_Problem to work on_
Write down exactly the line where "For our annual mammal census, mark every purple" occurs and every line that follows it through the end of the material below; include nothing else.

_Source records_
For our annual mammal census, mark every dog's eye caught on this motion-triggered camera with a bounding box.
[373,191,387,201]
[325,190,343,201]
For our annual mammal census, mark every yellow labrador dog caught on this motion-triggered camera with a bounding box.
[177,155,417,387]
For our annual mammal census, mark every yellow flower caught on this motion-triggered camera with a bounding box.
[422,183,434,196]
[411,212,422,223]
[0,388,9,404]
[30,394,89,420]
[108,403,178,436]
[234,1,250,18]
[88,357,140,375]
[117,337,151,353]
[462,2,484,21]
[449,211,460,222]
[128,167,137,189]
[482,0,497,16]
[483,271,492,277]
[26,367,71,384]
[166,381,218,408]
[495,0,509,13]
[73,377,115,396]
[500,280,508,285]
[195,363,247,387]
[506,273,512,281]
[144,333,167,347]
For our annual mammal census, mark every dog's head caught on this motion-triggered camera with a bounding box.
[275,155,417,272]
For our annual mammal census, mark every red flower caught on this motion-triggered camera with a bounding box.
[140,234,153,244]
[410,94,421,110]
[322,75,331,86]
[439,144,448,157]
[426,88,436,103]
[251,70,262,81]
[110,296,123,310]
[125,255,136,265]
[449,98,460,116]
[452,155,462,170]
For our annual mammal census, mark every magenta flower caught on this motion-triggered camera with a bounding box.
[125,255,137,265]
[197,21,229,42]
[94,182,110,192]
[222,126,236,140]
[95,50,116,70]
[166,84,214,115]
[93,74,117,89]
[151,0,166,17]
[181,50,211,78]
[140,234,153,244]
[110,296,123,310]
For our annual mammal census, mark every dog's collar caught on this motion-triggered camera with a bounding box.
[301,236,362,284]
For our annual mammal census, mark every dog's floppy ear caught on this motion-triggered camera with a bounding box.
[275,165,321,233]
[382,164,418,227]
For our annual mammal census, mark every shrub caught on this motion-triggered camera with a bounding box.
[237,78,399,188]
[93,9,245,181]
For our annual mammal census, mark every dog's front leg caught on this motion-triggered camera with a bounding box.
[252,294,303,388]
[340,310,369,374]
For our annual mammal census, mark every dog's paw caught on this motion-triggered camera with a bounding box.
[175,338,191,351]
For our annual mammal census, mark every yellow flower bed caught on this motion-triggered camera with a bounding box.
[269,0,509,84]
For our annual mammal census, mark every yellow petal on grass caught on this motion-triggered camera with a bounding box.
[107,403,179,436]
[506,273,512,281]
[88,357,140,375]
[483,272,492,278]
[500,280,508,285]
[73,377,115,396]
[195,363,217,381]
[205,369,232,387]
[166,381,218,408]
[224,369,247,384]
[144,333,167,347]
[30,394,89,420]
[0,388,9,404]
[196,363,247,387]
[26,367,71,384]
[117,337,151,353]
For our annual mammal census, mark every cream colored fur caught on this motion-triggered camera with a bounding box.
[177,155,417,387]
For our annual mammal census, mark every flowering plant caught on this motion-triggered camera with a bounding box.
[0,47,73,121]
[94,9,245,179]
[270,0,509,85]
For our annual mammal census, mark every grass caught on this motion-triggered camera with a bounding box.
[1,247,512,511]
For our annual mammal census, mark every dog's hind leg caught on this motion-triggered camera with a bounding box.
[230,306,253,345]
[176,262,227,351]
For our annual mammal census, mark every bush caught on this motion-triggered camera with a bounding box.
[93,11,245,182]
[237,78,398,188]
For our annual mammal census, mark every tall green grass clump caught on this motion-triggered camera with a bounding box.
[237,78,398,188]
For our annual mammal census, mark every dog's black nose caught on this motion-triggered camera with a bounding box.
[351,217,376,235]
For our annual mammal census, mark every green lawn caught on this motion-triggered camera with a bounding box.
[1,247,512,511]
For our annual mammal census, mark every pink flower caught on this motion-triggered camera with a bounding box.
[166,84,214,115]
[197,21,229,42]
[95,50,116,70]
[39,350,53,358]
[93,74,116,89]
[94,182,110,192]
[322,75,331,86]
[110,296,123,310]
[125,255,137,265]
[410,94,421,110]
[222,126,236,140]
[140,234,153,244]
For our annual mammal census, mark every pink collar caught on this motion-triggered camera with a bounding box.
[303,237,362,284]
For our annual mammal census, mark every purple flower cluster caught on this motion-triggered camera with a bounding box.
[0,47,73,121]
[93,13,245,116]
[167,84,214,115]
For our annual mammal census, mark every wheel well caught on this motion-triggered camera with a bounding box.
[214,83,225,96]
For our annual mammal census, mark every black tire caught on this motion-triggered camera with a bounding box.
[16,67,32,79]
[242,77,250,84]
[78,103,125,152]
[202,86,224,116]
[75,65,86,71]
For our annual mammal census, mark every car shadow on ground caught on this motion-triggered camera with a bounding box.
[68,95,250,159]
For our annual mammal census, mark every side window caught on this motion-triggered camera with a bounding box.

_Written answer_
For our annual mammal census, mark every purple flower cluster caught on this motion-triggered camera with a bounding box.
[0,47,73,121]
[93,13,245,116]
[167,84,214,115]
For our annual mammal census, mark every wheel well caught on this motion-triggered camera with a bounding box.
[214,83,225,96]
For our annual mammal census, mark every black tire caught on this motion-triggered camera with a bounding box.
[16,67,32,79]
[242,77,250,84]
[78,103,125,152]
[202,86,224,116]
[75,65,86,71]
For our annual mammal census, mark every car shadow on ground caught on this motion-triggered camera with a bounding box.
[68,95,250,159]
For our annual mammal census, mark every side window caught on this motion-triggered camera with a bounding box.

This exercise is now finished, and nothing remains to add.